◆ 原文抜粋:

════════════════

説明

竹魚礁およびその組立て方法

【課題】浮力による海底での載置不安定さを改善し、海藻の繁茂しやすく、長期間にわたり強度・形状を保持可能な竹魚礁を提供する。また、車両上で段重ね載置、かつ小さい面積で車両荷台に積載できる運搬効率の高い竹魚礁、およびその組立て方法を課題とする。
【解決手段】コンクリートブロックと、筒内に配筋およびコンクリートを有する複数の竹部材とを具備する竹魚礁。およびコンクリートブロックに設けた穴に、前記竹部材から外部に延出した配筋を挿入した後、流動状態のコンクリートを充填して固化する竹魚礁の組立て方法である。

【発明の詳細な説明】
【技術分野】
【0001】
本発明は、海底に沈設して魚介類の生息場となる魚礁に関し、より詳しくは竹筒を利用して構成した魚礁に関するものである。
【背景技術】
【0002】
近年、沿岸漁場においては、地球温暖化、環境破壊等の影響で海中環境が悪化し、魚介類の生息地が減少しつつある。そこで、魚介類の生息・繁殖に適するように海中環境の改善が行われており、その一つとして魚介類の生息場となる人工魚礁を海底に沈設している。従来、人工魚礁としてコンクリート材、鋼材、間伐材、竹材等、およびこれらを適宜組み合わせて構成したものが多く提案されている。
【0003】
コンクリート製人工魚礁表面はアクの発生などにより海藻の育成繁茂には好ましいものではなく、魚礁として使用した場合に表面に海藻がなじみ根付くには相当な年月を要している。そこで、その表面に自然岩石、貝殻、鉄材などを貼り付けることが知られている。さらに、先に述べた間伐材、竹材では、コンクリート表面に比較して海藻になじみ易いため構成材として採用が進んでいる。 広い海に出来るだけ多くの人工魚礁を沈設することが漁業資源を確保に望まれているが、竹材は身近な山野に繁茂しており入手が容易で安価であることから経済的にも最適な材料とされているところである。
【0004】
コンクリートと間伐材、竹材とで構成した人工魚礁において、これらを多数コンクリートブロック(土台)に立設させた場合には、間伐材、竹材の比重が水よりも小さいことから浮力により海底での載置が不安定になるからコンクリート土台の大型化が必要という問題を抱えている。例えば、竹材の人工魚礁として特許文献1では、竹材を構造材として使用し、これを縦横に連結または固定することによって平面または立体形の魚礁に形成したもので、水底における竹本体の強度維持と浮力を喪失させるために竹筒内部に水を導入する開口部を設けることが開示されている。他方、竹材は筒体であることから浮力の問題ばかりでなく、魚礁として海底において長期間波浪に曝される場合の強度劣化の問題も抱えている。

════════════════

◆ データセット抜粋:
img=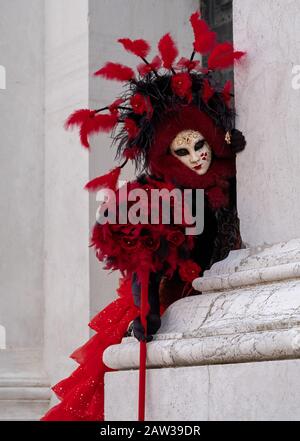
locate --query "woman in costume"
[42,12,245,421]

════════════════

◆ 作業指示: 竹魚礁の原文から、「竹魚礁およびその組立て方法」から「る竹魚礁の組立て方法である。」までを含む部分を一字も変えずに返してください。 リストは参照しなくてもかまいません。

◆ 回答:
竹魚礁およびその組立て方法

【課題】浮力による海底での載置不安定さを改善し、海藻の繁茂しやすく、長期間にわたり強度・形状を保持可能な竹魚礁を提供する。また、車両上で段重ね載置、かつ小さい面積で車両荷台に積載できる運搬効率の高い竹魚礁、およびその組立て方法を課題とする。
【解決手段】コンクリートブロックと、筒内に配筋およびコンクリートを有する複数の竹部材とを具備する竹魚礁。およびコンクリートブロックに設けた穴に、前記竹部材から外部に延出した配筋を挿入した後、流動状態のコンクリートを充填して固化する竹魚礁の組立て方法である。